EXERCISE TASK => In the forum thread about TinyRoo's trick, what does Chip's "Up" command mean?

SOURCE PASSAGE =>
^^^^^^^^^^^^^^^^

# TinyRoo does a trick



## Overmountain1 (Jun 5, 2020)

He has something he wants to show you! Almost ‘on command’- it happens most of the time.


----------



## robin416 (Sep 8, 2013)

Absolutely no rehoming for him. That's is just one of the coolest things. 

Woman you could have your own show with those birds.


----------



## Overmountain1 (Jun 5, 2020)

Nah, he’s my rotten boy, for better or worse. I know he’s ‘just a chicken’ and he’s ‘get over it’ but I don’t believe that means they forget, or that it’s necessarily easy for them even if they do get over it in the shorter term. Anyway- he’s mine. 
Chip is similar in temperament and used to listen to commands- his ‘Up’ command means flying to a head, but he does it too- and never to me without my permission, just everyone else! Lol but now he’s on sad mode and stays more on alert and that’s fine. 
They’re funny little things that’s for sure! Tiny herds the heck out of me if I try to move anywhere with him out. He’s a mess.


----------



## robin416 (Sep 8, 2013)

You will never hear just a chicken out of the mouths of anyone here. Or anyone that keeps them the way we do. Those that don't or can't are missing out until they end up with some somehow.


----------



## Animals45 (May 11, 2021)

That is truly really amazing! Wish mine would do that.. I thought roosters were timid and attacked people but that is definitely NOT Tiny.. You 2 really have a good relationship!💞 Good luck! I don't want him to ever die he's just way to good! He is too cute!


----------



## robin416 (Sep 8, 2013)

Bantam roos, in particular, are open to close association with their humans.

^^^^^^^^^^^^^^^^

DATA SECTION =>
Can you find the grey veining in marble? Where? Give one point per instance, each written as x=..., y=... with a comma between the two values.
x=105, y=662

^^^^^^^^^^^^^^^^

WRITTEN RESPONSE => Flying to a head.